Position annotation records

# # # # # # #

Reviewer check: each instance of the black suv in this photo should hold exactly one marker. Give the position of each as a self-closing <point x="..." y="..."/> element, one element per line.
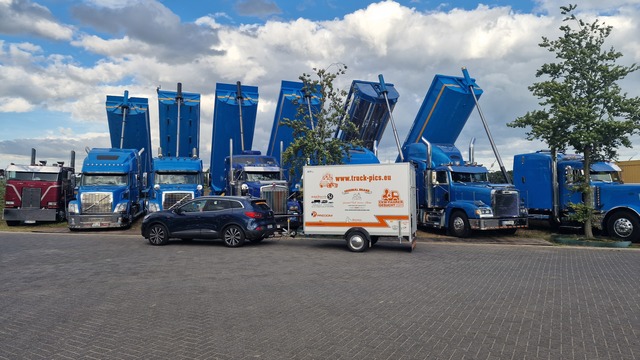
<point x="230" y="218"/>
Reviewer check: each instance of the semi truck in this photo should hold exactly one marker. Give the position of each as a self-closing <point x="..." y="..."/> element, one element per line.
<point x="246" y="171"/>
<point x="455" y="194"/>
<point x="549" y="186"/>
<point x="361" y="203"/>
<point x="114" y="185"/>
<point x="177" y="170"/>
<point x="38" y="192"/>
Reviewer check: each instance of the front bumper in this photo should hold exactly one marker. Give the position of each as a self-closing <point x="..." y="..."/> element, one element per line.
<point x="32" y="215"/>
<point x="503" y="223"/>
<point x="98" y="221"/>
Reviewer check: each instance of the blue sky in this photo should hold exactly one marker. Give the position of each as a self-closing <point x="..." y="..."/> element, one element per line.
<point x="59" y="60"/>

# # # # # # #

-- EXERCISE --
Starting at the line containing "Reviewer check: each instance of the front" and continuing to the end of the items, write out every line again, requests included, adding -114 to each x and y coordinate in the answers.

-- THE SOLUTION --
Reviewer check: each instance of the front bumper in this photo should hold exactly one marker. Give the position of each as a self-closing <point x="..." y="..."/> element, one element per line.
<point x="-82" y="101"/>
<point x="389" y="109"/>
<point x="-16" y="107"/>
Reviewer check: each instance of the blue sky in this photo should hold exactly one marker. Give the position of each as a self-closing <point x="..." y="..."/> element, one element per line.
<point x="-55" y="-54"/>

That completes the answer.